(AIM): From the line with "Query: blue flag with logo" through the end of the records, rewrite the lines with "street lamp" replaced by "lamp post" and everything else left unchanged.

_ _ _ _ _

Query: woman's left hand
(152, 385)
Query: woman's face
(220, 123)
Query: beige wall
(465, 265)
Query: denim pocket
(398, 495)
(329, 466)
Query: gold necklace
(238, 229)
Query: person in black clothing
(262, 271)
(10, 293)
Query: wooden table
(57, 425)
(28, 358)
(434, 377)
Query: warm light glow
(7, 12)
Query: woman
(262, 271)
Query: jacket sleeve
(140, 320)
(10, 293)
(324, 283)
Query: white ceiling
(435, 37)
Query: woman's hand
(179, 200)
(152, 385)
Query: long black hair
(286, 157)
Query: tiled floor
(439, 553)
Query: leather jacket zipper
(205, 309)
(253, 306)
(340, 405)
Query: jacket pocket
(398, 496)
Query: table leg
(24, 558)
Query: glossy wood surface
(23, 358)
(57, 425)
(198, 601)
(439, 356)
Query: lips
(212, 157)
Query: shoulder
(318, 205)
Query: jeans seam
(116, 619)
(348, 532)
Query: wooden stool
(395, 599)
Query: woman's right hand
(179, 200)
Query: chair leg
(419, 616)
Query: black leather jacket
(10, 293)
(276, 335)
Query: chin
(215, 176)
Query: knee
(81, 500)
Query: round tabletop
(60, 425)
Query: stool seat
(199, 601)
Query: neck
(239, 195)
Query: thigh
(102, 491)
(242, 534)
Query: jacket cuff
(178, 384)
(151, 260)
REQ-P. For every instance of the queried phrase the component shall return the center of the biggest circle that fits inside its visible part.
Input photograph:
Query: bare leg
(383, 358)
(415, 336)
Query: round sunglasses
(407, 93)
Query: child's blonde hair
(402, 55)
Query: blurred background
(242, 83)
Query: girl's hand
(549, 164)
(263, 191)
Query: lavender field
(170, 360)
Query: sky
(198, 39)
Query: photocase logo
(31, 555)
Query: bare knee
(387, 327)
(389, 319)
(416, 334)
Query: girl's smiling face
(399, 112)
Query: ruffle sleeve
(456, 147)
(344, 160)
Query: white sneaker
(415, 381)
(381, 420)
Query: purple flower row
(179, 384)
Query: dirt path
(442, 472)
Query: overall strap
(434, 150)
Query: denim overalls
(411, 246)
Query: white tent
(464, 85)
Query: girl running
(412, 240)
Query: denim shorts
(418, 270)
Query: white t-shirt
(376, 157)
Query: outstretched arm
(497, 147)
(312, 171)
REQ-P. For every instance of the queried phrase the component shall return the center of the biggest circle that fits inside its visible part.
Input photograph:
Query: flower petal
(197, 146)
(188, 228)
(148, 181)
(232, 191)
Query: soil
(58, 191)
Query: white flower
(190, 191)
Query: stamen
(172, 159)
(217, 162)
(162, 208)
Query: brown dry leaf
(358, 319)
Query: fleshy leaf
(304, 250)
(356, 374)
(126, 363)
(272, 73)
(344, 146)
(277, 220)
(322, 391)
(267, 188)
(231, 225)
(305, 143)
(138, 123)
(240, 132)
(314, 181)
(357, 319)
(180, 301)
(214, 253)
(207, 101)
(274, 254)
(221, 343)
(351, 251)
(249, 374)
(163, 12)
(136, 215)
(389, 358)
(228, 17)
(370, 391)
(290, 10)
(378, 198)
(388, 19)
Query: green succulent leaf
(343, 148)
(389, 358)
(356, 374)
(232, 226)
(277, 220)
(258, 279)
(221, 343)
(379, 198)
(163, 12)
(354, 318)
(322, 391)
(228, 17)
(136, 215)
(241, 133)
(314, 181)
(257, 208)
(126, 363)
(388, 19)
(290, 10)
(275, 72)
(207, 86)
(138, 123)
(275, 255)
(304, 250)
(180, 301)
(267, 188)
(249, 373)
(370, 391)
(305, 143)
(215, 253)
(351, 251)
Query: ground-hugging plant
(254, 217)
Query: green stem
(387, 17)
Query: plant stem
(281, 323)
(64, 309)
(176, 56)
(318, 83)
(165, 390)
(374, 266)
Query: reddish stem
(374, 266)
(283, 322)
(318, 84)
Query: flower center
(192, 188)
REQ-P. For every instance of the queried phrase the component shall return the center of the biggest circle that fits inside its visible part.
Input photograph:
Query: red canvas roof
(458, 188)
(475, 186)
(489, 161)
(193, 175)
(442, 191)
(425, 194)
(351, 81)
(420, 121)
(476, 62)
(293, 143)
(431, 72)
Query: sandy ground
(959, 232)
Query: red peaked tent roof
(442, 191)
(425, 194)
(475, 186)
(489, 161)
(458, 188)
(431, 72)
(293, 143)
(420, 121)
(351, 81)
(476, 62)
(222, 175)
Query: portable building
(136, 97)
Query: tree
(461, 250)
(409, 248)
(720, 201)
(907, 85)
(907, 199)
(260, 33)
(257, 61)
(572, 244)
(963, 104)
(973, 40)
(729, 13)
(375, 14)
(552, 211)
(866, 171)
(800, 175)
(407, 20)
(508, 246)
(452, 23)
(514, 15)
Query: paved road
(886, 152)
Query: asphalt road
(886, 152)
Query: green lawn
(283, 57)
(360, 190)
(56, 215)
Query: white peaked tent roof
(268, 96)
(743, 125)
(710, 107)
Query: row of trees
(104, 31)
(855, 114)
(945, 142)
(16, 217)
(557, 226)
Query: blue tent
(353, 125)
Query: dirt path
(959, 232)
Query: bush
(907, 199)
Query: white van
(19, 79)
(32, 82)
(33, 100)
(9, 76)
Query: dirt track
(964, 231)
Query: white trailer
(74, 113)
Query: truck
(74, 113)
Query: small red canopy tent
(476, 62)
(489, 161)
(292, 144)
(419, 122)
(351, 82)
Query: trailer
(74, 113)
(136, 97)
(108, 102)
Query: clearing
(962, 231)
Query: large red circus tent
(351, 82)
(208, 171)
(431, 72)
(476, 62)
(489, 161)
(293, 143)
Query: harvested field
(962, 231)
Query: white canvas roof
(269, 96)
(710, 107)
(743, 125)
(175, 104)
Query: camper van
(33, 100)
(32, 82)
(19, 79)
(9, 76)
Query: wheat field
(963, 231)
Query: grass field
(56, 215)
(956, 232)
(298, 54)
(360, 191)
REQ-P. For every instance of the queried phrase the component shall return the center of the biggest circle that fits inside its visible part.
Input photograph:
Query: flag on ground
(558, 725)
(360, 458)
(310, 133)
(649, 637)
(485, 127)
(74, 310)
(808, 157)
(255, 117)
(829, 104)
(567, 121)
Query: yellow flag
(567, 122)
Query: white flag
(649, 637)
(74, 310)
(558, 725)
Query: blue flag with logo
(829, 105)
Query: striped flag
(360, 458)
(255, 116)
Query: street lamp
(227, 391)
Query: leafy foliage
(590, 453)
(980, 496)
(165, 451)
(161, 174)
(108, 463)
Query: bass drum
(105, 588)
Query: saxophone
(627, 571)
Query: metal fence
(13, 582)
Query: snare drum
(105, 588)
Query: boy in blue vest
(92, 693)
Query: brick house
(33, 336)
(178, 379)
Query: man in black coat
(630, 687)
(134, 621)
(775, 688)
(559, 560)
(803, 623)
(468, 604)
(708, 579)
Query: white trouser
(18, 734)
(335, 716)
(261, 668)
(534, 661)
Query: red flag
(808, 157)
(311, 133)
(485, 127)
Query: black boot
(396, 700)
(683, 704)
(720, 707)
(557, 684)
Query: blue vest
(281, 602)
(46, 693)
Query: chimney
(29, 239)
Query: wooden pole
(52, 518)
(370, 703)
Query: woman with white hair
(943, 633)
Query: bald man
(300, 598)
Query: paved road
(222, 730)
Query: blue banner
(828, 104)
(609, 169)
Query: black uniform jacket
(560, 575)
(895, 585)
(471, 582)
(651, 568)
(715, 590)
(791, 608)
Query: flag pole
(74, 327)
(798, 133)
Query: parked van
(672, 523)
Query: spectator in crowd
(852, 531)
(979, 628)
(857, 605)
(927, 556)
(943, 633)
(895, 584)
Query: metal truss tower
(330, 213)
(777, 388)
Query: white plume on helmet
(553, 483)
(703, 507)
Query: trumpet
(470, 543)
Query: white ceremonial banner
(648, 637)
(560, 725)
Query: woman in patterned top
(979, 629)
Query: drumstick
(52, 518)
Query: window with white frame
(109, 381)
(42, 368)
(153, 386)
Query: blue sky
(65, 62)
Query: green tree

_ _ _ _ _

(TASK ANSWER):
Query: blue flag with logo
(829, 105)
Query: striped flag
(360, 458)
(255, 116)
Query: lamp post
(227, 391)
Query: leafy foliage
(590, 453)
(980, 496)
(165, 451)
(161, 174)
(108, 463)
Query: bass drum
(105, 588)
Query: saxophone
(627, 571)
Query: metal fence
(13, 582)
Query: snare drum
(105, 588)
Query: boy in blue vest
(92, 693)
Query: brick house
(33, 336)
(178, 379)
Query: man in black coat
(630, 687)
(134, 621)
(775, 688)
(559, 560)
(803, 623)
(468, 604)
(708, 579)
Query: white trouser
(18, 734)
(335, 716)
(261, 668)
(534, 661)
Query: red flag
(808, 157)
(311, 133)
(485, 127)
Query: black boot
(396, 700)
(683, 704)
(720, 707)
(557, 684)
Query: blue vest
(281, 602)
(46, 693)
Query: chimney
(29, 239)
Query: wooden pole
(52, 518)
(370, 703)
Query: woman with white hair
(943, 633)
Query: bald man
(300, 598)
Query: paved road
(222, 730)
Query: blue banner
(828, 104)
(609, 169)
Query: black uniform jacket
(560, 575)
(895, 585)
(471, 582)
(651, 568)
(715, 590)
(791, 608)
Query: flag pole
(74, 327)
(798, 133)
Query: parked van
(672, 523)
Query: spectator in crowd
(852, 531)
(979, 628)
(857, 605)
(927, 556)
(943, 633)
(895, 584)
Query: metal truss tower
(330, 213)
(777, 388)
Query: white plume on helmet
(553, 483)
(703, 507)
Query: trumpet
(470, 543)
Query: white ceremonial banner
(648, 637)
(560, 725)
Query: woman in patterned top
(979, 629)
Query: drumstick
(52, 518)
Query: window with white frame
(109, 381)
(42, 368)
(153, 386)
Query: blue sky
(65, 62)
Query: green tree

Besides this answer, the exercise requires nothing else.